Listed entries:
__________________________________________________

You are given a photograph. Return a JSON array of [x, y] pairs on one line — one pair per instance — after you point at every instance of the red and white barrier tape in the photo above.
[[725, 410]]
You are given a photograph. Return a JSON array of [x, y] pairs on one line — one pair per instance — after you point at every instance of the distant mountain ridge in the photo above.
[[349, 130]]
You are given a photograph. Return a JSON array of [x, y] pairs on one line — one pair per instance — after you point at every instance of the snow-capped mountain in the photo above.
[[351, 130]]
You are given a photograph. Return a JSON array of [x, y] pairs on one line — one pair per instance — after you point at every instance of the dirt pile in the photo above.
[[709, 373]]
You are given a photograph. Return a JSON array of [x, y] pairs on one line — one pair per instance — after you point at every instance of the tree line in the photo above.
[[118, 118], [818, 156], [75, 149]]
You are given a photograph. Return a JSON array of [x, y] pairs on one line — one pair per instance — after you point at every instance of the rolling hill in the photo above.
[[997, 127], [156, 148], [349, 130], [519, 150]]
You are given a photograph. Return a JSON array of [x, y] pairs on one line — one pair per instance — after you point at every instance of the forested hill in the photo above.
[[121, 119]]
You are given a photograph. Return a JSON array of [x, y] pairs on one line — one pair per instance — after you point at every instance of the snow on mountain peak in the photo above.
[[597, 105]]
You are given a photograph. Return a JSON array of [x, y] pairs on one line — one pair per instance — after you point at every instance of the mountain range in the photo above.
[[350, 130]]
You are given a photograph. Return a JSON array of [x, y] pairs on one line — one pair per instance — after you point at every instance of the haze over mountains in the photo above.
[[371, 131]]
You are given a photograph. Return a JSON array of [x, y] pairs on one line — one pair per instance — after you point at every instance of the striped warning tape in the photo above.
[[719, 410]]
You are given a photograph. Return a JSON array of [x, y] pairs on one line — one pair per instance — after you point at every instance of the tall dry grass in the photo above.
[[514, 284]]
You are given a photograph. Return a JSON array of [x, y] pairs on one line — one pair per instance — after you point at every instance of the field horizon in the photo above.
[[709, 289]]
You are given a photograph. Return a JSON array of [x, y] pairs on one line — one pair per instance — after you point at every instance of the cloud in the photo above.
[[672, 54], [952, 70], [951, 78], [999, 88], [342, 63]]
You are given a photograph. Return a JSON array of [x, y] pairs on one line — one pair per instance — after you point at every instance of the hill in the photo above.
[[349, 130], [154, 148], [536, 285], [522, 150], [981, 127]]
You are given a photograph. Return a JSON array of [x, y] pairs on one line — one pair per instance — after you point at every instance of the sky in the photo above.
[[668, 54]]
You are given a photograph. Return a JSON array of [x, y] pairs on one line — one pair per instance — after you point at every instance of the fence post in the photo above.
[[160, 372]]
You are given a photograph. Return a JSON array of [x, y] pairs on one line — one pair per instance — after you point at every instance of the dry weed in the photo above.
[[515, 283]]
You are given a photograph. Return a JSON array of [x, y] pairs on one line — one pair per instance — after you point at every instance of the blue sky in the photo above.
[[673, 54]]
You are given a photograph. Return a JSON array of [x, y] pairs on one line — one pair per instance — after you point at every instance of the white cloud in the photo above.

__________________________________________________

What you have to do:
Return exactly, and only, the line containing "the cloud in the photo above." and every line after it through the end of the material.

Task answer:
You are given a photograph. Return a JSON array of [x, y] pairs on one line — one pair per instance — after you point at every instance of the cloud in the photo above.
[[672, 54], [952, 70], [951, 78], [999, 88], [342, 63]]
You are given a photograph. Return a JSON array of [x, y] pairs on one line — one pair per instance — after you point at every instance of the hill in the photo above.
[[349, 130], [154, 148], [536, 285], [522, 150], [981, 127]]
You are given a photograph. Return a JSON array of [x, y] pairs on one line — one pair per instance — after you point at every instance of the sky in the photo above.
[[668, 54]]
You are given a photograph. Return a JSON array of [x, y] pairs on one line — one pair per instance — after you point at every instance of the fence post in the photo above.
[[160, 372]]
You are given a photograph. Return a JSON array of [x, y] pairs on one line — one pair per instance — after you point at every instance of the dry weed in the photo above.
[[515, 283]]
You are given a photograph. Return a JSON array of [x, y] pairs on one line — one pair per instance — after you point at every instance of the blue sky in the photo above.
[[673, 54]]
You are given a photograph. Return a JSON array of [x, y] pairs on one line — one pair per instance — after you point at every instance of the white cloud in the photo above.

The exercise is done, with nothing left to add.